抜粋:
------------

サムエル記上3章1節~4章1節、ルカによる福音書11章27節~28節
説教 平和の共同体の心得「真の幸い」

私が高校の時の話です。東大を卒業したという現代国語の教師に、授業中、何か人間の幸福どうのこうので話が進んだとき、誰か生徒が「先生、人の幸福って何ですか?」と質問をしました。私たちはなんて答えるか、その時ばかりはきっとみんな集中して聞いていたと思います。その時、その教師の答えは、「幸福ってこうだっていう決めつけ方はどうかと思う。それこそ問題であって、今の私には分からない。幸福になりたいとかよく言うけど、言っている人って幸福って何だか分かっているんだろうかと思う」というような答えだったと思います。天下の東大卒の先生が幸福とは分からないと言った。確かにそう言われればそうだ、私自身も幸福とは何か分かっていない。私はそれ以来、「幸福」という言葉をある意味で使わなくなっていきました。「幸福になる」とか「幸いになる」ということは結婚式のお祝いの言葉くらいに使いますが、本当に自分が幸福になるとは何かは謎となっていました。

さて、本日の聖書の箇所は、サムエル記の方は、神の呼びかけに答えるサムエルが、神の言葉を受け取り、取り次ぐ預言者として成長していく様子が描かれています。「主はみ言葉をもって、シロ(当時のイスラエルの民の宗教的政治的中心地)でサムエルにご自身を示された。サムエルの言葉は全イスラエルに及んだ」(サムエル記3:21-4:1)とあります。神の言葉を取り次ぐ重要性が示されています。新約聖書のルカ11章27節から28節には次のようにあります。「イエスがこれらのことを話しておられると、ある女が群集の中から声高らかに言った。『なんと幸いなことでしょう、あなたを宿した胎、あなたが吸った乳房は。』しかし、イエスは言われた。『むしろ、幸いなのは神の言葉を聞き、それを守る人である。』」

------------

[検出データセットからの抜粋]
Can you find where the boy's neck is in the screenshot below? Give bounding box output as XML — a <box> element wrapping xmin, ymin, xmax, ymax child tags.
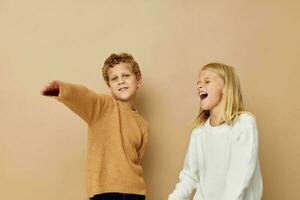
<box><xmin>117</xmin><ymin>100</ymin><xmax>136</xmax><ymax>111</ymax></box>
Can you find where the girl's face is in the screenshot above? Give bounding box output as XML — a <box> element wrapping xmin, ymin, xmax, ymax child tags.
<box><xmin>197</xmin><ymin>70</ymin><xmax>225</xmax><ymax>112</ymax></box>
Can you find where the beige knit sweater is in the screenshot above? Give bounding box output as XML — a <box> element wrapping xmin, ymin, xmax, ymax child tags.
<box><xmin>56</xmin><ymin>82</ymin><xmax>149</xmax><ymax>197</ymax></box>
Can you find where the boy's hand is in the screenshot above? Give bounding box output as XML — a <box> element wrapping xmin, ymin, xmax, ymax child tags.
<box><xmin>41</xmin><ymin>81</ymin><xmax>59</xmax><ymax>96</ymax></box>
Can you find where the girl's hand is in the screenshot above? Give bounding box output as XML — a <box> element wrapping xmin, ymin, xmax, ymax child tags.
<box><xmin>41</xmin><ymin>81</ymin><xmax>59</xmax><ymax>96</ymax></box>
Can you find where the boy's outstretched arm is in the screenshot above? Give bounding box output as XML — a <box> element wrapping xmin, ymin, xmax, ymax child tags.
<box><xmin>41</xmin><ymin>81</ymin><xmax>59</xmax><ymax>96</ymax></box>
<box><xmin>41</xmin><ymin>80</ymin><xmax>107</xmax><ymax>124</ymax></box>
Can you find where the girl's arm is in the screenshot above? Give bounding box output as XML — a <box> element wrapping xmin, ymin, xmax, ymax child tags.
<box><xmin>168</xmin><ymin>132</ymin><xmax>199</xmax><ymax>200</ymax></box>
<box><xmin>41</xmin><ymin>81</ymin><xmax>105</xmax><ymax>123</ymax></box>
<box><xmin>221</xmin><ymin>115</ymin><xmax>258</xmax><ymax>200</ymax></box>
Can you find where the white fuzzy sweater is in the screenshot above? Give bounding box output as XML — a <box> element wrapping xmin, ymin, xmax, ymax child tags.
<box><xmin>168</xmin><ymin>113</ymin><xmax>263</xmax><ymax>200</ymax></box>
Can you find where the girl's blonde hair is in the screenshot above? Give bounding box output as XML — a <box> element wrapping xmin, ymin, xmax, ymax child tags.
<box><xmin>192</xmin><ymin>63</ymin><xmax>244</xmax><ymax>127</ymax></box>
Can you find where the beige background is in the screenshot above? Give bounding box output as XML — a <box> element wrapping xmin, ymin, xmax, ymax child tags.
<box><xmin>0</xmin><ymin>0</ymin><xmax>300</xmax><ymax>200</ymax></box>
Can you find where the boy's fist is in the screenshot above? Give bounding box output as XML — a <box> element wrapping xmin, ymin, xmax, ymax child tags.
<box><xmin>41</xmin><ymin>81</ymin><xmax>59</xmax><ymax>96</ymax></box>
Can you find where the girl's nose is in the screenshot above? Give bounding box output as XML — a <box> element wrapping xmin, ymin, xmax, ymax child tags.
<box><xmin>118</xmin><ymin>77</ymin><xmax>124</xmax><ymax>85</ymax></box>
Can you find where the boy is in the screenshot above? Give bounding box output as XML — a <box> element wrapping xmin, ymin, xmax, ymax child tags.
<box><xmin>42</xmin><ymin>53</ymin><xmax>149</xmax><ymax>200</ymax></box>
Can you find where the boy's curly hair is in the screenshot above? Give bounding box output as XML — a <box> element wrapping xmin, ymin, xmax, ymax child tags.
<box><xmin>102</xmin><ymin>53</ymin><xmax>142</xmax><ymax>85</ymax></box>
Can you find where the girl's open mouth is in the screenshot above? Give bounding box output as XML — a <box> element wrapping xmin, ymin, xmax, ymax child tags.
<box><xmin>199</xmin><ymin>92</ymin><xmax>208</xmax><ymax>100</ymax></box>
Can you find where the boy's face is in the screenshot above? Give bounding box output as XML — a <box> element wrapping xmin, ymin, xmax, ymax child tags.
<box><xmin>108</xmin><ymin>63</ymin><xmax>141</xmax><ymax>103</ymax></box>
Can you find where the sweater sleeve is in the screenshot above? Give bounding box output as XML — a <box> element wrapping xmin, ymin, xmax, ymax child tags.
<box><xmin>168</xmin><ymin>131</ymin><xmax>199</xmax><ymax>200</ymax></box>
<box><xmin>55</xmin><ymin>81</ymin><xmax>105</xmax><ymax>124</ymax></box>
<box><xmin>221</xmin><ymin>117</ymin><xmax>258</xmax><ymax>200</ymax></box>
<box><xmin>138</xmin><ymin>128</ymin><xmax>150</xmax><ymax>160</ymax></box>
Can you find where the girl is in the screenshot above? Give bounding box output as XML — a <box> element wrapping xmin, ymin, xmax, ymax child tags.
<box><xmin>168</xmin><ymin>63</ymin><xmax>262</xmax><ymax>200</ymax></box>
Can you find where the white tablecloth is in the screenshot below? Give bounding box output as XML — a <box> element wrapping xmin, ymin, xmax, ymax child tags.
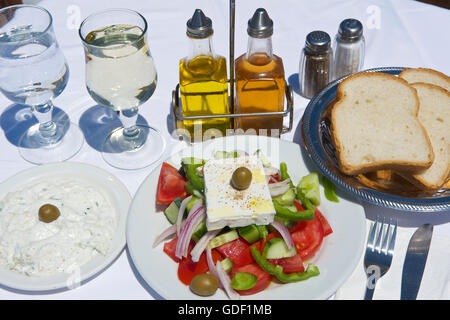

------------

依頼内容 1:
説教を読んで、次の問いに短く答えてください。
(a) 高校の時、生徒の質問に答えた教師は何の教科を教えていましたか。
(b) サムエル記の引用によると、主はどこでサムエルにご自身を示されましたか。
(c) ルカによる福音書の箇所で、イエスは幸いなのはどんな人だと言いましたか。
依頼内容 2:
次の文が説教の内容と合っているかどうか、それぞれ「はい」か「いいえ」で答え、決め手となる説教の言葉をそのまま引いてください。
(a) 高校の時の教師は東大を卒業していた。
(b) 筆者はその授業のあと、「幸福」という言葉をよく使うようになった。
(c) 群集の中から声を上げたのは男だった。
依頼内容 3: 説教のうち、「サムエル記上3章1節~4章1節、ルカによる福音書11章27節~28節」から「は何かは謎となっていました。」までをすべて、一字も変えずに書き出してください。

回答全文 1:
(a) 現代国語
(b) シロ
(c) 神の言葉を聞き、それを守る人

回答全文 2:
(a) はい。「東大を卒業したという現代国語の教師」
(b) いいえ。『私はそれ以来、「幸福」という言葉をある意味で使わなくなっていきました』
(c) いいえ。「ある女が群集の中から声高らかに言った」

回答全文 3:
サムエル記上3章1節~4章1節、ルカによる福音書11章27節~28節
説教 平和の共同体の心得「真の幸い」

私が高校の時の話です。東大を卒業したという現代国語の教師に、授業中、何か人間の幸福どうのこうので話が進んだとき、誰か生徒が「先生、人の幸福って何ですか?」と質問をしました。私たちはなんて答えるか、その時ばかりはきっとみんな集中して聞いていたと思います。その時、その教師の答えは、「幸福ってこうだっていう決めつけ方はどうかと思う。それこそ問題であって、今の私には分からない。幸福になりたいとかよく言うけど、言っている人って幸福って何だか分かっているんだろうかと思う」というような答えだったと思います。天下の東大卒の先生が幸福とは分からないと言った。確かにそう言われればそうだ、私自身も幸福とは何か分かっていない。私はそれ以来、「幸福」という言葉をある意味で使わなくなっていきました。「幸福になる」とか「幸いになる」ということは結婚式のお祝いの言葉くらいに使いますが、本当に自分が幸福になるとは何かは謎となっていました。